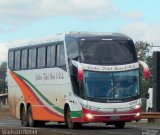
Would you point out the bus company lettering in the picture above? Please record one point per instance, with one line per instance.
(49, 76)
(110, 68)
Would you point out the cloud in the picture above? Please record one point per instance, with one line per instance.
(133, 15)
(3, 52)
(149, 32)
(21, 11)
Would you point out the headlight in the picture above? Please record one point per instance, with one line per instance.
(89, 107)
(137, 107)
(138, 114)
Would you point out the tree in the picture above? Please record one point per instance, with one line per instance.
(143, 52)
(3, 75)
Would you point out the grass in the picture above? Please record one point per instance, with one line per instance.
(4, 111)
(145, 123)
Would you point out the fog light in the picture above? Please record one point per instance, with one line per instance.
(89, 116)
(138, 114)
(137, 107)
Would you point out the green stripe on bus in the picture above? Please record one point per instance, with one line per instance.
(40, 94)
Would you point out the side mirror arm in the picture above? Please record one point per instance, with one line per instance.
----------
## Problem
Find the line that contains "Would you point out the tree" in the listing above. Retype it and every line after it up to the last, exactly, and nothing else.

## Response to the exercise
Would you point out the tree in the picture above? Please record one point per instance, with one line per instance.
(143, 52)
(3, 75)
Would you point out the grass in the picture above? Please record one point per instance, with one line per instance.
(4, 111)
(145, 123)
Would you point out the fog light in the picture above? Please record one point per instance, with one line per instance.
(89, 116)
(138, 114)
(137, 107)
Would you point out the green stripe on bus in the picture above? Please record one point per instance, with one line per instance.
(40, 94)
Would you point out the side mirror arm in the picture above? Please record one point per instance, with one line per instance.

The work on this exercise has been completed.